Only the lines from the one containing "Segment holiday garland from the image above." through the end of the entries should be repeated, exactly as they appear, first and last included.

>> START INPUT FOR THIS TASK

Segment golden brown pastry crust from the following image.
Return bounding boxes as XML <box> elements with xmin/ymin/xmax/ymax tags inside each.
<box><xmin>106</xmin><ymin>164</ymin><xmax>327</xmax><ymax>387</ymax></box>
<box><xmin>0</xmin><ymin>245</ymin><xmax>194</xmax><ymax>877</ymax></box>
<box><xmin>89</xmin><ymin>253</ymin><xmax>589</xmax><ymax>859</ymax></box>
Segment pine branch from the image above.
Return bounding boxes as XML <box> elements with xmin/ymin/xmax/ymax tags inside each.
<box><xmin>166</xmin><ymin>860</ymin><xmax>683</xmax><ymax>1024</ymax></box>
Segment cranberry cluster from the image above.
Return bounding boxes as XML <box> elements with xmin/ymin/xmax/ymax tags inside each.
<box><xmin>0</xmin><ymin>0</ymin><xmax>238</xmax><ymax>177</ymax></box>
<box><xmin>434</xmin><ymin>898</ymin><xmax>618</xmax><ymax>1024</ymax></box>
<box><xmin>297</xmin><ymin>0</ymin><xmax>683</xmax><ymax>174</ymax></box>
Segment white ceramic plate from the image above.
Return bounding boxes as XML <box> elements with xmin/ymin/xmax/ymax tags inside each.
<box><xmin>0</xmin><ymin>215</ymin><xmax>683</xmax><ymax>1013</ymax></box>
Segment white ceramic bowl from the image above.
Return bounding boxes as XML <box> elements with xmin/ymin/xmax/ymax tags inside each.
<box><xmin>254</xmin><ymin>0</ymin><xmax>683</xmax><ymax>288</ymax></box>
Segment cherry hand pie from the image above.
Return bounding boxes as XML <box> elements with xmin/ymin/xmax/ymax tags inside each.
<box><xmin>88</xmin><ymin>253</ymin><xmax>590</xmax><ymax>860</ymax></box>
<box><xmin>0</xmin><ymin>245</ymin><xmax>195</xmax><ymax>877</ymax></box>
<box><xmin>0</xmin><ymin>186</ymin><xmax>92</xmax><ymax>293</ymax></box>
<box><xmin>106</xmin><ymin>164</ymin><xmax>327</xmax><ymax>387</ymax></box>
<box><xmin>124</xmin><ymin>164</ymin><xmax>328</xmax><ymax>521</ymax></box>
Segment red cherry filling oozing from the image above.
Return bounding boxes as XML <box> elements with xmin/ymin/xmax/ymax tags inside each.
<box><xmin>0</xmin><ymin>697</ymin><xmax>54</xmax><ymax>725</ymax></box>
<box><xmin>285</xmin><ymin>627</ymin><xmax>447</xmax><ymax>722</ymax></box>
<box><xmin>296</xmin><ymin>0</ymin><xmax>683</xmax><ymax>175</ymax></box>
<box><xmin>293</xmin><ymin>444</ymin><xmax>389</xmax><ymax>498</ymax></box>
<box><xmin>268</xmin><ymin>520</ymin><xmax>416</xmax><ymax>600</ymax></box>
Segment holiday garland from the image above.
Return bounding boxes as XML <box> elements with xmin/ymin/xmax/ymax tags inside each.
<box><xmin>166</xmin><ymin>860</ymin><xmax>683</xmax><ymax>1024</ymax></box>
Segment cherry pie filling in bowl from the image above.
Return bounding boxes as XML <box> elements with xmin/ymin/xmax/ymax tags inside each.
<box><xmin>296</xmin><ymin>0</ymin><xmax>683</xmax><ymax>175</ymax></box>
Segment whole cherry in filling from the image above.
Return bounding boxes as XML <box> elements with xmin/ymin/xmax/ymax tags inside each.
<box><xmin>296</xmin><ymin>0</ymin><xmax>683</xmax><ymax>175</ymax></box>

>> END INPUT FOR THIS TASK

▶ _SOLUTION_:
Segment holiday garland from the image above.
Return bounding boxes as XML <box> elements with xmin/ymin/xmax/ymax tags inside each.
<box><xmin>166</xmin><ymin>860</ymin><xmax>683</xmax><ymax>1024</ymax></box>
Segment cherry pie filling in bowl from the image above.
Return bounding boxes as XML <box> elements with xmin/ymin/xmax/ymax tags inside each.
<box><xmin>296</xmin><ymin>0</ymin><xmax>683</xmax><ymax>175</ymax></box>
Segment whole cherry in filling from the image above.
Return bounding boxes as XML <box> elements with xmin/ymin/xmax/ymax tags inside each.
<box><xmin>296</xmin><ymin>0</ymin><xmax>683</xmax><ymax>175</ymax></box>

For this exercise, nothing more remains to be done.